[Extracted material]

************

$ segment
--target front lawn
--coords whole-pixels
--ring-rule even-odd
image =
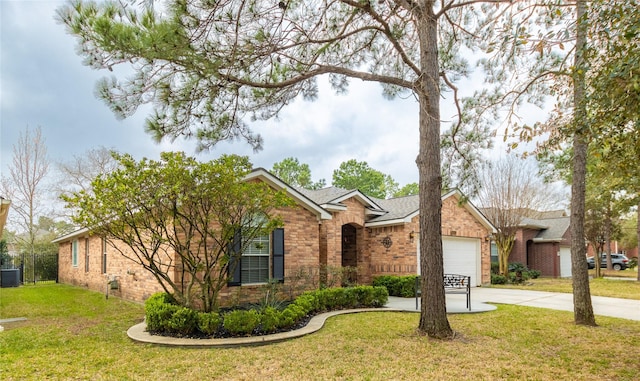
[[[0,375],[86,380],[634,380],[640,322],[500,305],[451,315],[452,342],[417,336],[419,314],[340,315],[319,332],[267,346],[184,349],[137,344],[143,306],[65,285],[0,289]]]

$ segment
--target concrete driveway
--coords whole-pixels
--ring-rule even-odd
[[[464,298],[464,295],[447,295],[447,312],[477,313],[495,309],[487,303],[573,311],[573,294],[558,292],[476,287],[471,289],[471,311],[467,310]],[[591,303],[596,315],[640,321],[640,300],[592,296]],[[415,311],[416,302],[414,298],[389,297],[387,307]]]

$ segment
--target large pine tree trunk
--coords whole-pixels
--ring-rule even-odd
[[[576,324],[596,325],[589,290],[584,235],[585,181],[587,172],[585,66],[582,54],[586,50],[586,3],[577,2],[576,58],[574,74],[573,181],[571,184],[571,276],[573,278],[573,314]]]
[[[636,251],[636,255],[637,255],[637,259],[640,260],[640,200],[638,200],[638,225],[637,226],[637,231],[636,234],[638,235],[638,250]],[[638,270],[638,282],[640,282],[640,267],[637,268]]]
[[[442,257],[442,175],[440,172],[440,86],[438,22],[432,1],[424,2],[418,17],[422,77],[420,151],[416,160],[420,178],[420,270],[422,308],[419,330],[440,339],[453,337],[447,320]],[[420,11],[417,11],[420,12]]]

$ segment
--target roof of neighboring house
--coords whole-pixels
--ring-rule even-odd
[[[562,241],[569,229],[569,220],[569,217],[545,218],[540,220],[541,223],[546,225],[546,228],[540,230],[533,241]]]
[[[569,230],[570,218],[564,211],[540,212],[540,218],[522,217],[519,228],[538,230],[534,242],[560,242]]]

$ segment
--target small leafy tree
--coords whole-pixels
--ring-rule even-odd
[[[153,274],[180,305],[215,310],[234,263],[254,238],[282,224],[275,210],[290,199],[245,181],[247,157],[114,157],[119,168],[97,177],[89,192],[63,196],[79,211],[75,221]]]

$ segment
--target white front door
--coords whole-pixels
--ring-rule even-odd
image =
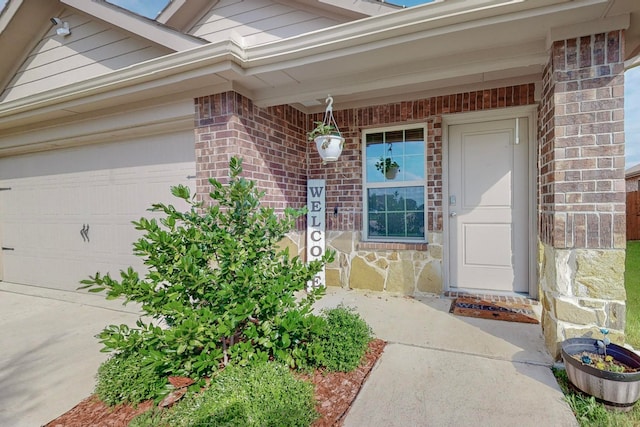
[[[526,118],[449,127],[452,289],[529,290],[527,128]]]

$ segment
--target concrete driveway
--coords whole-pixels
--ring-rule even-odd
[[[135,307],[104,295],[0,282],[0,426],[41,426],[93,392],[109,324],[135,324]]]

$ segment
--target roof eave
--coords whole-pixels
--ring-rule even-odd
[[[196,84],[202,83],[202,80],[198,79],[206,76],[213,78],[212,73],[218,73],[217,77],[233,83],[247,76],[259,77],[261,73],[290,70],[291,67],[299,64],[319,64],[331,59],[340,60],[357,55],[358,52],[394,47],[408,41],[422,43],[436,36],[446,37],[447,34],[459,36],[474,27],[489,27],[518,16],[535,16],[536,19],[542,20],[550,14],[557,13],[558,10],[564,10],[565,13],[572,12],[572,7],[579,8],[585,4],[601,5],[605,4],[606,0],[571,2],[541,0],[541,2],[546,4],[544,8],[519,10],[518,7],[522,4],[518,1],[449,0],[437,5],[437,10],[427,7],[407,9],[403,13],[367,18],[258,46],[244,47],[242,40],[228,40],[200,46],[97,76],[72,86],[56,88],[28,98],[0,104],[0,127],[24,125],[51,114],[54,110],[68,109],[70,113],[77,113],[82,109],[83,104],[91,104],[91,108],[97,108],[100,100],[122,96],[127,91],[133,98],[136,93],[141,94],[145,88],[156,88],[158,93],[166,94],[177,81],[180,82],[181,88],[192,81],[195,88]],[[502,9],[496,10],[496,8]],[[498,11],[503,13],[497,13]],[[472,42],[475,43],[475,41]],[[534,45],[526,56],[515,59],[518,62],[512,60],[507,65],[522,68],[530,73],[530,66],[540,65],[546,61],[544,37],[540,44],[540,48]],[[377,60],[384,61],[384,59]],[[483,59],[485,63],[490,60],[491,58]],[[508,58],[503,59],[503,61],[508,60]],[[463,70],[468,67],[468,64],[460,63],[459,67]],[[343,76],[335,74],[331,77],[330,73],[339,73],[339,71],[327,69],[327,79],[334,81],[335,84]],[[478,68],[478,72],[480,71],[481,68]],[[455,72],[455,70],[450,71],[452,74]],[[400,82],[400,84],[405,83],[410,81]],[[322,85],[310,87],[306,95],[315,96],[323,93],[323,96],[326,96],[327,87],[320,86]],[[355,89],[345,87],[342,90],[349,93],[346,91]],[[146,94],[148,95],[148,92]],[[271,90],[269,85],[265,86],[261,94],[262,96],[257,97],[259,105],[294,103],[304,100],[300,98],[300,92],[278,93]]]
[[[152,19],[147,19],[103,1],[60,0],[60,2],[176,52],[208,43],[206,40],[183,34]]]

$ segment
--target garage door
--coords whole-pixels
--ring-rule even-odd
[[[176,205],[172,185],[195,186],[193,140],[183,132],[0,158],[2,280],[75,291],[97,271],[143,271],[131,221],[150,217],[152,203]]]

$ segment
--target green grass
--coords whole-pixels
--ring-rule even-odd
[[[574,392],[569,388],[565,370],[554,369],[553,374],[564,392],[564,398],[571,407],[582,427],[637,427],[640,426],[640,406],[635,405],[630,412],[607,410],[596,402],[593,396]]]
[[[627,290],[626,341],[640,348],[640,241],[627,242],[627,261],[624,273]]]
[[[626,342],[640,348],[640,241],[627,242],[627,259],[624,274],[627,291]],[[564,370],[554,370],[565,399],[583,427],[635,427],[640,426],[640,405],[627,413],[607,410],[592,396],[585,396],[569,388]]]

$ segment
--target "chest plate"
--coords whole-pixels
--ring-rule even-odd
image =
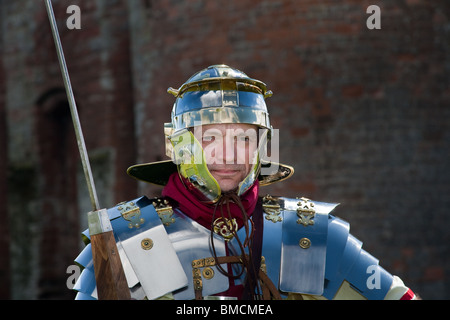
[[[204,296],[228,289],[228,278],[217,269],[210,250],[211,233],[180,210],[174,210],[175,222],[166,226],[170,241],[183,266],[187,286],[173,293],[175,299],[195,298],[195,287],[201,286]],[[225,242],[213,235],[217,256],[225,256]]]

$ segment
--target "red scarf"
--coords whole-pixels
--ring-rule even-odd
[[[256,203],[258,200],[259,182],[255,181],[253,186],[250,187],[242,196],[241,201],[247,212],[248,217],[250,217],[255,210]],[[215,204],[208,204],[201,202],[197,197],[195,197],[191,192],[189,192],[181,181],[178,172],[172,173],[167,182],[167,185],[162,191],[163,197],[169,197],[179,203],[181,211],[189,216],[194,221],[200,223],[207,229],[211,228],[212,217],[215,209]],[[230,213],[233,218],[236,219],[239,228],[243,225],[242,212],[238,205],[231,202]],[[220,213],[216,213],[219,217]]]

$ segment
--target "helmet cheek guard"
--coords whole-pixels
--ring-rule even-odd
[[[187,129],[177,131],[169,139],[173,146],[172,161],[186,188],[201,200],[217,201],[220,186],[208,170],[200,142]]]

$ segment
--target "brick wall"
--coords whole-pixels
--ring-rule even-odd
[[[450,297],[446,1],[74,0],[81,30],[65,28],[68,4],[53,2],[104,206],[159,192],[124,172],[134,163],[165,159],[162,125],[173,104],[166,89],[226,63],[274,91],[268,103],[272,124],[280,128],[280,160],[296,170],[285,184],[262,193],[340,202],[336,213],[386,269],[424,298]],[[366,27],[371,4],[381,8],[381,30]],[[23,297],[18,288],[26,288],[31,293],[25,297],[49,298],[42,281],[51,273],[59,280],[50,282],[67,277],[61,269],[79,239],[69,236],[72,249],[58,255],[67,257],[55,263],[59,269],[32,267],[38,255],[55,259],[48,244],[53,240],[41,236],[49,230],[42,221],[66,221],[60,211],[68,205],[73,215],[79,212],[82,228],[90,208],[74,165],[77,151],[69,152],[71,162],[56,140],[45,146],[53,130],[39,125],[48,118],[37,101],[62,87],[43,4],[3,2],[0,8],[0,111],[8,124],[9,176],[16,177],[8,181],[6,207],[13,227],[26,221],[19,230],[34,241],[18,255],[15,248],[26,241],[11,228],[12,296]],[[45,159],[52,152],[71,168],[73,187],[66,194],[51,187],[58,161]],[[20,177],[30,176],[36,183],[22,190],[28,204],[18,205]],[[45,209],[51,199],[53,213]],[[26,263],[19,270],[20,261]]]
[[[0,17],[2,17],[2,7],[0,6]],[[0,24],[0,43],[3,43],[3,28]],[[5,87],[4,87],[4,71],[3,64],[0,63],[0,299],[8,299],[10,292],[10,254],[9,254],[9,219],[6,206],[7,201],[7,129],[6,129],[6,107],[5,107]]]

************

[Required work] Please return each line of the listing above that contains "roof".

[Response to the task]
--target roof of neighboring house
--target roof eave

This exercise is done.